Después de aquella novela fallida, Harwicz quedó embarazada, parió a un niño y se quedó sin dinero y sin tiempo para escribir. Y se fue a vivir al campo. Podría decirse que ya habita una casita de piedra. “Fue un salto. Yo, que soy porteña y recontra citadina, elegí quemar las naves para escribir. Quería intentar una vida para la escritura y no al revés. Quiero decir: no quería hacerme un tiempo para escribir, sino una vida para la escritura”, dice.
En ese encierro a campo abierto, surgió Matate, amor. Luego se divorció, pero se quedó en Saint Satur, a 200 kilómetros de París, un pueblo donde nadie la conoce, donde no tiene amigos, donde es -donde sigue siendo- una extranjera pura entre lugareños, agricultores, vitivinícolas. Y desde allí observa su mundo y el mundo.
—En tus primeros textos orbitás la idea de familia. ¿Qué es la familia hoy?
—La idea de familia clásica se cayó a pedazos: ¡booom! Una eclosión. Lo ves en el arte: cuadros con mamá, papá, hijo. También en el teatro. Escribo mucho sobre la familia porque me parece la gran estafa, una comedia. Cuando sos grande, como yo, ves lo frágil que son los vínculos. Mamá es mamá, papá es papá, pero después mamá quiere ser otra cosa, papá quiere ser otra cosa. La familia es una puesta en escena. Y yo en mis textos trato de desarmar eso.
————
### Requisitos
Reproduce completo el fragmento de la entrevista a Harwicz, sin alterar una sola palabra.
————
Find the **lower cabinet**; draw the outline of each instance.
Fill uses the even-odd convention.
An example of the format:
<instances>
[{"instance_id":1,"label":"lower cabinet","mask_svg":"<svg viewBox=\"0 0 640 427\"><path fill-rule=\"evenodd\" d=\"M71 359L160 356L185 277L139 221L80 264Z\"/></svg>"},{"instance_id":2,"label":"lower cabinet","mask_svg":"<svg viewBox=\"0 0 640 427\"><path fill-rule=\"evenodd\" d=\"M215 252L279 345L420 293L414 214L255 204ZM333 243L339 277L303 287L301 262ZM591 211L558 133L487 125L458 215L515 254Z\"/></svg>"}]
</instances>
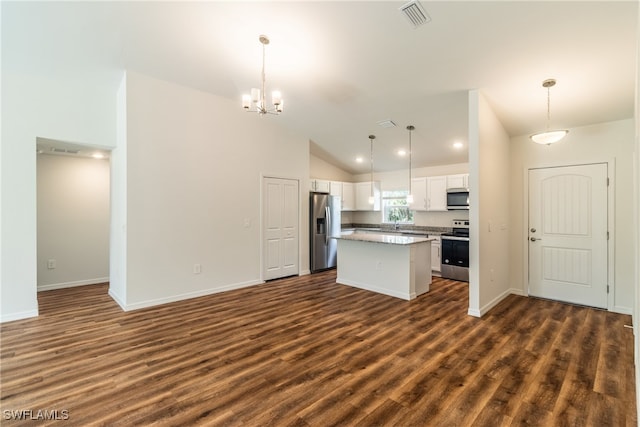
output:
<instances>
[{"instance_id":1,"label":"lower cabinet","mask_svg":"<svg viewBox=\"0 0 640 427\"><path fill-rule=\"evenodd\" d=\"M439 276L440 264L442 262L442 258L440 256L442 249L442 240L438 235L430 235L429 237L433 237L435 239L431 242L431 271L436 276Z\"/></svg>"}]
</instances>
————
### Solución completa
Después de aquella novela fallida, Harwicz quedó embarazada, parió a un niño y se quedó sin dinero y sin tiempo para escribir. Y se fue a vivir al campo. Podría decirse que ya habita una casita de piedra. “Fue un salto. Yo, que soy porteña y recontra citadina, elegí quemar las naves para escribir. Quería intentar una vida para la escritura y no al revés. Quiero decir: no quería hacerme un tiempo para escribir, sino una vida para la escritura”, dice.
En ese encierro a campo abierto, surgió Matate, amor. Luego se divorció, pero se quedó en Saint Satur, a 200 kilómetros de París, un pueblo donde nadie la conoce, donde no tiene amigos, donde es -donde sigue siendo- una extranjera pura entre lugareños, agricultores, vitivinícolas. Y desde allí observa su mundo y el mundo.
—En tus primeros textos orbitás la idea de familia. ¿Qué es la familia hoy?
—La idea de familia clásica se cayó a pedazos: ¡booom! Una eclosión. Lo ves en el arte: cuadros con mamá, papá, hijo. También en el teatro. Escribo mucho sobre la familia porque me parece la gran estafa, una comedia. Cuando sos grande, como yo, ves lo frágil que son los vínculos. Mamá es mamá, papá es papá, pero después mamá quiere ser otra cosa, papá quiere ser otra cosa. La familia es una puesta en escena. Y yo en mis textos trato de desarmar eso.